#### Input

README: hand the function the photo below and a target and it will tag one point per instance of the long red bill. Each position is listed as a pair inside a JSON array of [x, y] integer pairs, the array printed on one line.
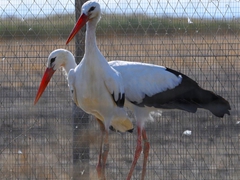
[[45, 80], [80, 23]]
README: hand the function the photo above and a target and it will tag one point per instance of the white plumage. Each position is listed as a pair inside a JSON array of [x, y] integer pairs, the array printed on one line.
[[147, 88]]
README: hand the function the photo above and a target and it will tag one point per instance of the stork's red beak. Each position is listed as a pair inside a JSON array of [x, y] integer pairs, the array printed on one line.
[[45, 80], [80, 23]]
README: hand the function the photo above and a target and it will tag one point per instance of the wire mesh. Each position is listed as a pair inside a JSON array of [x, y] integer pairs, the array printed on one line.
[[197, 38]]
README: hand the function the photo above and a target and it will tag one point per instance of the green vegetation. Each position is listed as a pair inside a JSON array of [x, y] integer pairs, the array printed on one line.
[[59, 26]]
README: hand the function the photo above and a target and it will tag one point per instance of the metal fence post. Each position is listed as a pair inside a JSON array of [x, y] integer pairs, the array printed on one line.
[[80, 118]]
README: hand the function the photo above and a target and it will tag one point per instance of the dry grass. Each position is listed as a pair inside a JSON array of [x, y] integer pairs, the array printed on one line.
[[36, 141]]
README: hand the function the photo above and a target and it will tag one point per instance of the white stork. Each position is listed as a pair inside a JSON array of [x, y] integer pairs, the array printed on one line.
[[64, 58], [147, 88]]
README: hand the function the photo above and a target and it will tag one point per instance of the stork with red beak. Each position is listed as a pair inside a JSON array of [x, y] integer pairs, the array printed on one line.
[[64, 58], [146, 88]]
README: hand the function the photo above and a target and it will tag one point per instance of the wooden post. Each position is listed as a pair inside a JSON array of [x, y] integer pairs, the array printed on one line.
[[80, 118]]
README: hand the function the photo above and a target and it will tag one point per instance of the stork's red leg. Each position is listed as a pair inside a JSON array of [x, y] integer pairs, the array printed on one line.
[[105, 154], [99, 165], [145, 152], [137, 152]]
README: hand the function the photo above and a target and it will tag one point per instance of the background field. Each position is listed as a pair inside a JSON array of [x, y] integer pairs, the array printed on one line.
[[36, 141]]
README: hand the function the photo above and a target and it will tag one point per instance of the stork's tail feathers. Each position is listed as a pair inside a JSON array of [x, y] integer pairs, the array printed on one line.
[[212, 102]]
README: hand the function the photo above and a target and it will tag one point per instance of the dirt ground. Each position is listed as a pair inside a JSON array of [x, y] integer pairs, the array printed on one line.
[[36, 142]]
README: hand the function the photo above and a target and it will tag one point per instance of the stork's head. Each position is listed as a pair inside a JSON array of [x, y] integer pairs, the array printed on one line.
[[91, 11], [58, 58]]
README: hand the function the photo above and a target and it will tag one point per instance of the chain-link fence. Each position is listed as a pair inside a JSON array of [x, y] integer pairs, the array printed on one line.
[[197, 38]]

########
#### Input

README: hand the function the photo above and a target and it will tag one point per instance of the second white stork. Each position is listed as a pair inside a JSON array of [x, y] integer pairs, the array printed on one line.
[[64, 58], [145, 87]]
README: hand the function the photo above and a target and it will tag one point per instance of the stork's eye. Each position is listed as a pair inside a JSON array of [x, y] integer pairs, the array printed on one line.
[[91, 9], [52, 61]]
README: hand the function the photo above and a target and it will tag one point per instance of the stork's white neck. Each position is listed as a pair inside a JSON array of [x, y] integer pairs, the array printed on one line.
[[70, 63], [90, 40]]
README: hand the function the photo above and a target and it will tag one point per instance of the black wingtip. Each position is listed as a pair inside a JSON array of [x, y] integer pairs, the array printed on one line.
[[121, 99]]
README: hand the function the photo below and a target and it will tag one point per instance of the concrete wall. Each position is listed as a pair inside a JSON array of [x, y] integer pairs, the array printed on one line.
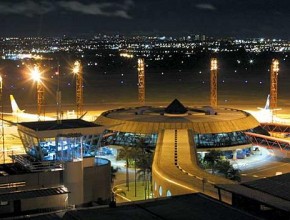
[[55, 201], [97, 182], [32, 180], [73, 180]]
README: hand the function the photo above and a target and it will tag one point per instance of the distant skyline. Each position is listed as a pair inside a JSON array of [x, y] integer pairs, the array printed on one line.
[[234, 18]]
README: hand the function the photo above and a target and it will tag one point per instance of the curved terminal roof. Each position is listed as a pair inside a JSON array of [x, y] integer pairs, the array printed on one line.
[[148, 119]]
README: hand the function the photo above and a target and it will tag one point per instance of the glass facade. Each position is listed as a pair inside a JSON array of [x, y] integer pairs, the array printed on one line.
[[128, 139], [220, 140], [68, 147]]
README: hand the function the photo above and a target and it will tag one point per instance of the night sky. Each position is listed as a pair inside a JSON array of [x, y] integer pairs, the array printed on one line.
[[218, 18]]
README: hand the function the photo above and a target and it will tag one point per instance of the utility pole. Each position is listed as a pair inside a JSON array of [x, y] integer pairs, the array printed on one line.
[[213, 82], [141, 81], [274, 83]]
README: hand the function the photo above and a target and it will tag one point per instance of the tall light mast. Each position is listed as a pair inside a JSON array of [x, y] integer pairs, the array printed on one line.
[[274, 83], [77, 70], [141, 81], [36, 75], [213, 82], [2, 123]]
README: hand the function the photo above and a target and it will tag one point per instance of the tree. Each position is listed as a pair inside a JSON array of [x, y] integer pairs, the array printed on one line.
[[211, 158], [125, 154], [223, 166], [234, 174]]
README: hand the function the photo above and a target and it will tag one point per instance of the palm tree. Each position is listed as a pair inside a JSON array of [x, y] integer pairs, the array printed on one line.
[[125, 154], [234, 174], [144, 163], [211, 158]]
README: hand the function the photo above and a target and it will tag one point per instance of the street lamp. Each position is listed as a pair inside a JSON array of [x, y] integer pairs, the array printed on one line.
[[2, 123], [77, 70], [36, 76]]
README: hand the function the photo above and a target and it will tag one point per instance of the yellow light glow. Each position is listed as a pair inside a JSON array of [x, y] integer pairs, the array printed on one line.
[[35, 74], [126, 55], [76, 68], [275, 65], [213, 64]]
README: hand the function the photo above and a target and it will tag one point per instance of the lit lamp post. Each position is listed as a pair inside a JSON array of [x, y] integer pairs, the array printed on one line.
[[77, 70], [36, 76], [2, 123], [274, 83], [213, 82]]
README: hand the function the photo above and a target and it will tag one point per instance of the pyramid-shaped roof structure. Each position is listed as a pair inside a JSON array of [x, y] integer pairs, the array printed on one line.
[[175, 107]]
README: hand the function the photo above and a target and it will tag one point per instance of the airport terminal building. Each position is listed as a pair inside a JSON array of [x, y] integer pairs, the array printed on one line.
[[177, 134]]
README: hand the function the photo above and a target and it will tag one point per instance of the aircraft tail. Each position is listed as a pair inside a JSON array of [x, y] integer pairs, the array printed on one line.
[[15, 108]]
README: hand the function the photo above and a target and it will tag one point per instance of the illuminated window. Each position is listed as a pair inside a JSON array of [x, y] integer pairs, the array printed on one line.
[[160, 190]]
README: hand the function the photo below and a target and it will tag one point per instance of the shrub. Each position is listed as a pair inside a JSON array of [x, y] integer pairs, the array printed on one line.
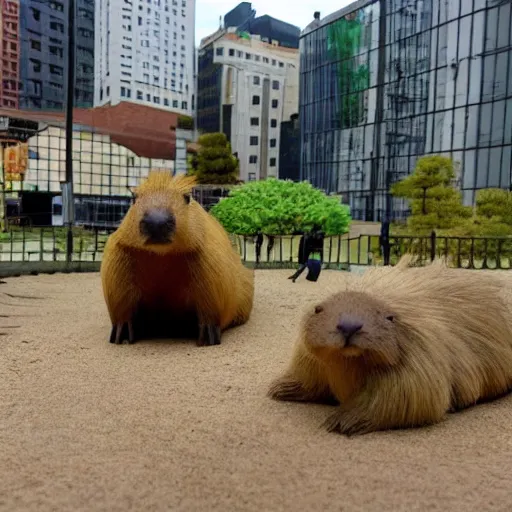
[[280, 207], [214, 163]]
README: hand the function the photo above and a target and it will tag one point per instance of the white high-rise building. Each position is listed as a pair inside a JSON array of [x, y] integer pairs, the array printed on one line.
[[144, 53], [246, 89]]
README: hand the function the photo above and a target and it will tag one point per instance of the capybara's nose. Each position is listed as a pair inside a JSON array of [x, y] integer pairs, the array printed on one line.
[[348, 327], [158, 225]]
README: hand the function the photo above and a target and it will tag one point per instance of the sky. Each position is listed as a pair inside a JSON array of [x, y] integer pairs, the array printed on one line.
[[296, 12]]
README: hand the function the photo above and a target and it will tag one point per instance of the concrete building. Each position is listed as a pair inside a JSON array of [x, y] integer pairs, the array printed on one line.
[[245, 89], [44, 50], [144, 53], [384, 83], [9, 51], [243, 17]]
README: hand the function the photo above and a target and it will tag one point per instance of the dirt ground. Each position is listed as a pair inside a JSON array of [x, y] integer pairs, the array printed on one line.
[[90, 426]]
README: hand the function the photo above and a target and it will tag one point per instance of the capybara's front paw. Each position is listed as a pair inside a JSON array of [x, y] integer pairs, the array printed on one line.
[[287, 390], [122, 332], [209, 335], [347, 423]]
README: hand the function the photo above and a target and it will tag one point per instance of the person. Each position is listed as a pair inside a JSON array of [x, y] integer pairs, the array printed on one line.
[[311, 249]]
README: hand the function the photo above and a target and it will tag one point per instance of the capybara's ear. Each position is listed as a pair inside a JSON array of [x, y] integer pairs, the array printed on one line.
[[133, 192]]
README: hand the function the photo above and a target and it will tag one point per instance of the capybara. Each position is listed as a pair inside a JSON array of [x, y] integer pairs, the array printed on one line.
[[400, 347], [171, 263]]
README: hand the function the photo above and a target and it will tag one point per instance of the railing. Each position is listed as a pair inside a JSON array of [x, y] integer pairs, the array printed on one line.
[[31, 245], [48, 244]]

########

◆ Set task ◆
Edit everything from the line containing "of the glass" down to the line containing "[[218, 18]]" by replacing "night sky" with "evening sky", keeping the rest of the data unchanged. Return only those lines.

◆ Answer to this task ◆
README: hand the function the photo above and a target and it will tag one point per instance of the glass facade. Each position is listed as a pair inside a JSON array of [x, y] integer pairs, the array printed on one line.
[[128, 139], [220, 140], [68, 147]]
README: hand the function the photo above and a target and it will tag one point per instance of the evening sky. Each position is listed as a pair inside a JSON array of [x, y] integer pairs, the array printed on one line.
[[218, 18]]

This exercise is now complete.